# THE PROBLEM
Report how many lines of the data below contain the string "skin". Give only the number.

# DATA FOR THIS TASK
* BEGIN *

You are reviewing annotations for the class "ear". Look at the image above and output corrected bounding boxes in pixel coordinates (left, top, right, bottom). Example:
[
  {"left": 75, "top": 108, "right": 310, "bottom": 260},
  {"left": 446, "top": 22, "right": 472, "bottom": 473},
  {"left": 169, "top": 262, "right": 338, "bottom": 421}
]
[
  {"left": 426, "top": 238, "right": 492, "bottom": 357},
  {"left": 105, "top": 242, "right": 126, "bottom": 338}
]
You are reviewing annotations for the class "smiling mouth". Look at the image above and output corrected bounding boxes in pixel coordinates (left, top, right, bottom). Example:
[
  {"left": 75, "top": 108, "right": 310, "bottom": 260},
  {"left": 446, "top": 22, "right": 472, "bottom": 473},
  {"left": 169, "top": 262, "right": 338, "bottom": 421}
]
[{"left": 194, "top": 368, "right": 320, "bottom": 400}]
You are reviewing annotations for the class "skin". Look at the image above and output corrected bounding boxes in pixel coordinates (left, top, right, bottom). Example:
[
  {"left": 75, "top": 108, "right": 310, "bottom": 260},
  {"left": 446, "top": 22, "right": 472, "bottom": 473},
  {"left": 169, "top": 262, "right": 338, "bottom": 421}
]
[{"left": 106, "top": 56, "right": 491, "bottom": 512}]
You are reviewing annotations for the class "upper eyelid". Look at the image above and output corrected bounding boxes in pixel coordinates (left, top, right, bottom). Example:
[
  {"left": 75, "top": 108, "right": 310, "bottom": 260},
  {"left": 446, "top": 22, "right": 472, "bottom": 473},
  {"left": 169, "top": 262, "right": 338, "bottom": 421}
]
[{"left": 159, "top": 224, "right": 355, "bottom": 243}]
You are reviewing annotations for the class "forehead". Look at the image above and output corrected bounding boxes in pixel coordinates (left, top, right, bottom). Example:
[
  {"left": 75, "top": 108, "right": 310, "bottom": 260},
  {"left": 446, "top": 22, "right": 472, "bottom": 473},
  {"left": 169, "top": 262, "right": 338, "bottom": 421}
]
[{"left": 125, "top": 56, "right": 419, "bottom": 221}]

* END *

# REPLY
1